▸ **ACTIVITY**: Lines from the one containing "An instance counts as any individually distinguishable drop" through the end of the data are to be returned exactly, and no others.

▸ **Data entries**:
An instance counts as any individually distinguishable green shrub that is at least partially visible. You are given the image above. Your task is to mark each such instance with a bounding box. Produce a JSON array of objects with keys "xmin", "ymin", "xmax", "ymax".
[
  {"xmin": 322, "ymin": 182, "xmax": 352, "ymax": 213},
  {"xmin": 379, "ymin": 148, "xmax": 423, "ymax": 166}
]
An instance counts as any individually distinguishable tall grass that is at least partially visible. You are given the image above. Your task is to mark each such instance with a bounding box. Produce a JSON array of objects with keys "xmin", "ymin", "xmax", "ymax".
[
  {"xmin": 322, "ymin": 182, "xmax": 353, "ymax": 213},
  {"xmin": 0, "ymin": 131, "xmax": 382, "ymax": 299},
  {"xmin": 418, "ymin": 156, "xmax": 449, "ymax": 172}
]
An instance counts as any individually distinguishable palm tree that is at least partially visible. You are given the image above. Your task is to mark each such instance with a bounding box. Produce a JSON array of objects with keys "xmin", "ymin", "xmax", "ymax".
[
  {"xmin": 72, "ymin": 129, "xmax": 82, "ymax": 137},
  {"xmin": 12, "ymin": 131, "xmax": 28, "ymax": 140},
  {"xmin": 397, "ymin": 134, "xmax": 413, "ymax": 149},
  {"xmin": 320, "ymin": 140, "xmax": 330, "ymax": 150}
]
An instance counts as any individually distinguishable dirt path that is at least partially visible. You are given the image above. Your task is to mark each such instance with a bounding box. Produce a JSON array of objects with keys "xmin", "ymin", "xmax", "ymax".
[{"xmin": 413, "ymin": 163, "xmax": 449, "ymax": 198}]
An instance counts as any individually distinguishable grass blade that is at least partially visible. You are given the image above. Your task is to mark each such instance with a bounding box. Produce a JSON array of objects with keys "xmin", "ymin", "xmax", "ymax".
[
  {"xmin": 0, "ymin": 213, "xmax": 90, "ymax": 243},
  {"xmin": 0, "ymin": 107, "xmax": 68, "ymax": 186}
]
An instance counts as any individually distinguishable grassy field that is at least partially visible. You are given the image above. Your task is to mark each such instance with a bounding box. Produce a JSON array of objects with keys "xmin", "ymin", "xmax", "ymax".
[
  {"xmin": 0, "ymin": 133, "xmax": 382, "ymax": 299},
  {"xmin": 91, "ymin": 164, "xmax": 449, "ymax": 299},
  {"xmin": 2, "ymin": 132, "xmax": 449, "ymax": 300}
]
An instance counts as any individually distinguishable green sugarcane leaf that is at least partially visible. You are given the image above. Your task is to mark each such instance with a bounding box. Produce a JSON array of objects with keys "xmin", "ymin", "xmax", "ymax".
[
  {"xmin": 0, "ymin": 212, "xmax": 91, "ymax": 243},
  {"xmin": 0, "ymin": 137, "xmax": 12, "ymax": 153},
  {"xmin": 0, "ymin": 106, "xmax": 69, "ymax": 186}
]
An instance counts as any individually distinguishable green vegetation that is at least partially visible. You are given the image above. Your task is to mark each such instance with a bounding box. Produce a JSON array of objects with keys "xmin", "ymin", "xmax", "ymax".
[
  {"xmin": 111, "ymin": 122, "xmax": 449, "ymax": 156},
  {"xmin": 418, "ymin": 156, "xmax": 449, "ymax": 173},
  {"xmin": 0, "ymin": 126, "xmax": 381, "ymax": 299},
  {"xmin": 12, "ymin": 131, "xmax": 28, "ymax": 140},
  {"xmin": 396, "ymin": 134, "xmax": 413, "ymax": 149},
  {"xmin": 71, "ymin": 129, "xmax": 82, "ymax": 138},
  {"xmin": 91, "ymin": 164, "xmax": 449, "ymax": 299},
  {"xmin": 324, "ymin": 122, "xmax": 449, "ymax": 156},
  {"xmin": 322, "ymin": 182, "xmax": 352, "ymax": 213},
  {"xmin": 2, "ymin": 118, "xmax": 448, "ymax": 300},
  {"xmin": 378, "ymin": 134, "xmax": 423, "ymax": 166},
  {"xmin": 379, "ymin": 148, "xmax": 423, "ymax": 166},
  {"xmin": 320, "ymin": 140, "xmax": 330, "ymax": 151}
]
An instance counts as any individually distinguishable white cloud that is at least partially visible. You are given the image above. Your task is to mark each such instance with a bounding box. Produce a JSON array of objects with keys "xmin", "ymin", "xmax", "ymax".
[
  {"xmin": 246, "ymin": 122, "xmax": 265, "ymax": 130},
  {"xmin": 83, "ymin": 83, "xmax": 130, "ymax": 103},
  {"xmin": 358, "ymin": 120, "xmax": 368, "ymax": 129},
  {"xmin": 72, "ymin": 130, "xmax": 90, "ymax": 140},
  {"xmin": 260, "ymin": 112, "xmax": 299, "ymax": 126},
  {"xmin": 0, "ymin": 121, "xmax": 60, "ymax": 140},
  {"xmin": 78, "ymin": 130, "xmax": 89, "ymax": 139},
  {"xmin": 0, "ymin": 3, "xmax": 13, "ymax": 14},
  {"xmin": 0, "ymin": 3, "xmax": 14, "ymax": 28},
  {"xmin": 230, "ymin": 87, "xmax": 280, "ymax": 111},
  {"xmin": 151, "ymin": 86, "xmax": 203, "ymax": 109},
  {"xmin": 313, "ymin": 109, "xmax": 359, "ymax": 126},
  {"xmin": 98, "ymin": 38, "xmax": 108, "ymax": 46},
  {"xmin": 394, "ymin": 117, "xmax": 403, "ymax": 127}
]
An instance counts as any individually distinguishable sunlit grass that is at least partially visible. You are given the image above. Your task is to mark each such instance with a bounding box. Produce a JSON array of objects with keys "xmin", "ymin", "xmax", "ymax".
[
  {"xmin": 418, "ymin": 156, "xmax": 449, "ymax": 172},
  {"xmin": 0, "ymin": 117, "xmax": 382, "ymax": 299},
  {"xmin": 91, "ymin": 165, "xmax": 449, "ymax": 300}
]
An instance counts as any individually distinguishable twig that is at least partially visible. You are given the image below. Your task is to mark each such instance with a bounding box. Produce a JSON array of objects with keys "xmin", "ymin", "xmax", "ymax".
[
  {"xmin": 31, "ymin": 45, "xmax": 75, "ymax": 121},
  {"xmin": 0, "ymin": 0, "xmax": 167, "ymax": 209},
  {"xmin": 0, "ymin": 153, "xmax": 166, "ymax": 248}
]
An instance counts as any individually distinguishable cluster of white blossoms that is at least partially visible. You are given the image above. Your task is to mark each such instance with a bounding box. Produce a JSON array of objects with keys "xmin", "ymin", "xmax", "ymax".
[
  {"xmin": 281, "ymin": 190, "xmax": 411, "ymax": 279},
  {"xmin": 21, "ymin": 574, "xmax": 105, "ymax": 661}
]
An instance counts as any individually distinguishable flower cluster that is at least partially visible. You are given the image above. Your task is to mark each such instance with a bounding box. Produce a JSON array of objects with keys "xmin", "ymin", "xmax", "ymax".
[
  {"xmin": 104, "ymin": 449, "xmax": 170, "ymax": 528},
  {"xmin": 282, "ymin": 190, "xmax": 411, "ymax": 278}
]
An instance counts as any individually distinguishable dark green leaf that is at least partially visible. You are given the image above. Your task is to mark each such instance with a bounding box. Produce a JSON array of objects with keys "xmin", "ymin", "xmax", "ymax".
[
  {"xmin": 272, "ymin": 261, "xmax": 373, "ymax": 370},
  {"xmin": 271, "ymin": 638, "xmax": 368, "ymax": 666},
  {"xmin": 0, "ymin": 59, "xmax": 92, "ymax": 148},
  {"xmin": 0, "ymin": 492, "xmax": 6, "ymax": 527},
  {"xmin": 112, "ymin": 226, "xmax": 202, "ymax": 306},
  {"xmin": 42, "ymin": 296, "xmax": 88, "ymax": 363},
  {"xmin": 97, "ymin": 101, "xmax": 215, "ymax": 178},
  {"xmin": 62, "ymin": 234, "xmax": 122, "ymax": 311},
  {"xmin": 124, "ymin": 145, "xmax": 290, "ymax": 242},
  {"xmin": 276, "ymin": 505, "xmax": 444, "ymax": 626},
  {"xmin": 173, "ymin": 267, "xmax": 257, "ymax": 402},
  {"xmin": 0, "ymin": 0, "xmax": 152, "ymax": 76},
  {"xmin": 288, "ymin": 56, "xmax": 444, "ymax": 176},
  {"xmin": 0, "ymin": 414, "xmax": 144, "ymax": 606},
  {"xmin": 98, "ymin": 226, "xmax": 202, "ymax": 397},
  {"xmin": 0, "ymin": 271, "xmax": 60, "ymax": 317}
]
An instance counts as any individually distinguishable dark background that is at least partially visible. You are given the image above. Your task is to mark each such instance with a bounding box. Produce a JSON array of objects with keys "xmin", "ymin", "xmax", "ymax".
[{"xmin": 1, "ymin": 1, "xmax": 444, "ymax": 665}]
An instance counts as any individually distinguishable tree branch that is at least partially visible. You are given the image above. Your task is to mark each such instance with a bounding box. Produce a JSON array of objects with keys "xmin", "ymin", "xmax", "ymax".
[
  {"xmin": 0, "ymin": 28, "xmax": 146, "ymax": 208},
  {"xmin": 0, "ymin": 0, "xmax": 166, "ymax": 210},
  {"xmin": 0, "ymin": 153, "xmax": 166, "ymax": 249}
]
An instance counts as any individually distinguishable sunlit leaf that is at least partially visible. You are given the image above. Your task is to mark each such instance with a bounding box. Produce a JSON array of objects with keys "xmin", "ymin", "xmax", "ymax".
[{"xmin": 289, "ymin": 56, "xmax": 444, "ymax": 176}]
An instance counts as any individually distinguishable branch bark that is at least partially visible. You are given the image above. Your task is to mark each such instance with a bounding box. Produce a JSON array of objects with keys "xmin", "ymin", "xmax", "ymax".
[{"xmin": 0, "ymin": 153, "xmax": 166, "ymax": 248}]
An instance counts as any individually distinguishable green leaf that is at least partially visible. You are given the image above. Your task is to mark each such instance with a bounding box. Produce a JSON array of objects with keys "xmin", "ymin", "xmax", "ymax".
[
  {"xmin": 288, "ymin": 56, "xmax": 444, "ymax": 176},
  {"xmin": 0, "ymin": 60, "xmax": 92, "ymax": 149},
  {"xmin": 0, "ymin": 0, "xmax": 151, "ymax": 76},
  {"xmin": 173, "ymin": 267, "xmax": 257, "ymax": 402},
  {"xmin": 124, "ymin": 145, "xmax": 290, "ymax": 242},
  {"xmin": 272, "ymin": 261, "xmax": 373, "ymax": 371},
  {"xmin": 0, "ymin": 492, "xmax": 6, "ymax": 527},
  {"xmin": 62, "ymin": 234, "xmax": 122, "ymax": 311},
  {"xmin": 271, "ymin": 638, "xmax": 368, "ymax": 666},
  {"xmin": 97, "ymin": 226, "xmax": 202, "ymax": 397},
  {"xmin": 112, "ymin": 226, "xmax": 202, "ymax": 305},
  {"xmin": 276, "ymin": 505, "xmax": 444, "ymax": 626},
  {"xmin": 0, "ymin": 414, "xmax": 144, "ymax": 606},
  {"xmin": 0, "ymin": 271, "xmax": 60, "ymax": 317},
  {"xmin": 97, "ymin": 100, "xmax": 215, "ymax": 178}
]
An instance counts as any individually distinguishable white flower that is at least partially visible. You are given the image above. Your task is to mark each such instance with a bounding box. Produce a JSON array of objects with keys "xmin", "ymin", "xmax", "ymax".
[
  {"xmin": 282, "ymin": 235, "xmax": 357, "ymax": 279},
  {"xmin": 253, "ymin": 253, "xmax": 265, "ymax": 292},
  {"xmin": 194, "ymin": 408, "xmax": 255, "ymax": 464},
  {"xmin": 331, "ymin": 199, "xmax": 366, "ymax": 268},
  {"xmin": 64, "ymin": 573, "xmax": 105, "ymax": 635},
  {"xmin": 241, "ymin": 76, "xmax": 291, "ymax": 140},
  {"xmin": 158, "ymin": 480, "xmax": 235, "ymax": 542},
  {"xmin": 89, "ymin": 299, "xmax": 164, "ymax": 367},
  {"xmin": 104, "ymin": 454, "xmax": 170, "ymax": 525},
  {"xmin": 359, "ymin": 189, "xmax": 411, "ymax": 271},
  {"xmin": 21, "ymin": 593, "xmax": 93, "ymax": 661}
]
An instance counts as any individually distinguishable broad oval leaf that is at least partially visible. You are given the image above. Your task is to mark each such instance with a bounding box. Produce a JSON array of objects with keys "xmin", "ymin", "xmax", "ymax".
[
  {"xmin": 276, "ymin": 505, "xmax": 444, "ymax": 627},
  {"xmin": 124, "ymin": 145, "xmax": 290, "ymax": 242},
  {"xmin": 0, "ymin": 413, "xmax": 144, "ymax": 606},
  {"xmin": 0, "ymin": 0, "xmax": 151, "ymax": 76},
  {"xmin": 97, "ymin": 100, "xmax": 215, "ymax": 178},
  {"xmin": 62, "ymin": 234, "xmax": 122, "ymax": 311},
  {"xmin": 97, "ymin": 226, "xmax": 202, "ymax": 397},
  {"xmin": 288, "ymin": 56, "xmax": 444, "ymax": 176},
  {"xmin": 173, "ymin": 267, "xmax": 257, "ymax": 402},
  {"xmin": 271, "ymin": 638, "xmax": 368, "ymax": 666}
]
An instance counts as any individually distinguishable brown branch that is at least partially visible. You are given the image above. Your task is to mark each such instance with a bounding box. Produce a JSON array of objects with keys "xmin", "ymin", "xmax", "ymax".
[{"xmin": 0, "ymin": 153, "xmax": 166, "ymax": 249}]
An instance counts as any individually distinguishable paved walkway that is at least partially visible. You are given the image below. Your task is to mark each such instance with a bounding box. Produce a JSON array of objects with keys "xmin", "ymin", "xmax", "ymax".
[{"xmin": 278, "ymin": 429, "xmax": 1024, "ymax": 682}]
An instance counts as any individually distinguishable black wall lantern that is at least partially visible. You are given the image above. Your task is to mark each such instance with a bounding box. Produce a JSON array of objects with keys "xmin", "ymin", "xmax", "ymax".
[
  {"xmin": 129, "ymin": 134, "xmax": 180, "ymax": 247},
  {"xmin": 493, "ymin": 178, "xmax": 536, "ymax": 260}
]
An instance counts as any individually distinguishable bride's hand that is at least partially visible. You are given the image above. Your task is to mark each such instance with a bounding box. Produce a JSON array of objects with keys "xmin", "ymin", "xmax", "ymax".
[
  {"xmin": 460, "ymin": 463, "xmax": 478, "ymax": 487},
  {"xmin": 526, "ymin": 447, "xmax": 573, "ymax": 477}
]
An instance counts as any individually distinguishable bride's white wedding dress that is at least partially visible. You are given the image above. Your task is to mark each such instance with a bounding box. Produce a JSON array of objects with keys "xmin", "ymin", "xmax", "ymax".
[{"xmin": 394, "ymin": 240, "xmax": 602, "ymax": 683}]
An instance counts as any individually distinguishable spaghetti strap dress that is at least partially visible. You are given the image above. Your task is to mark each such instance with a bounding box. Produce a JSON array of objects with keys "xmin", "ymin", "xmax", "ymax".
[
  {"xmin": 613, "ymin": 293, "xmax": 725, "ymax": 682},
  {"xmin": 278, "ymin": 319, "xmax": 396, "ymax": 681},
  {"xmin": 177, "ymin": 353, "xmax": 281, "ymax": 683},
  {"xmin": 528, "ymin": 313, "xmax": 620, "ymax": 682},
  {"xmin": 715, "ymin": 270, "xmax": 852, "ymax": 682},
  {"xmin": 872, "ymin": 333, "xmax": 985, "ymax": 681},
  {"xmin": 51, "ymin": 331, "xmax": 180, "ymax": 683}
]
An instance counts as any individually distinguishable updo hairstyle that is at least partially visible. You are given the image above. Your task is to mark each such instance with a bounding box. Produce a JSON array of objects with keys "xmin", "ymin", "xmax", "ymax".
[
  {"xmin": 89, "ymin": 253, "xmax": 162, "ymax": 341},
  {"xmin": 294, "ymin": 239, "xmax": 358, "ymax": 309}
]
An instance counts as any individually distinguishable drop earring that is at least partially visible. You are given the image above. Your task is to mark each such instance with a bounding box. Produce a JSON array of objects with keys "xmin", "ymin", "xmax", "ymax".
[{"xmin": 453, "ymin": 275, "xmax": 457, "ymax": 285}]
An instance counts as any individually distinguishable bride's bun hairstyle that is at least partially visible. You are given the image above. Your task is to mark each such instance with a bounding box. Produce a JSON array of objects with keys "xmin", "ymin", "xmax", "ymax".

▸ **RESULT**:
An instance counts as any individually distinguishable drop earring that is at least partially visible. You are given the image above. Your task is to mark each such instance with a bounding box. Produce a JSON array of objects with keys "xmin", "ymin", "xmax", "ymax".
[{"xmin": 453, "ymin": 275, "xmax": 457, "ymax": 285}]
An instance counts as any individually distinguishable bride's bun hairstyle that is at least partially visible. You are given the image above. Your task is to mark each such instance with a bounding box. Produce a JSON array of objects with keys "xmin", "ymin", "xmax", "ymax".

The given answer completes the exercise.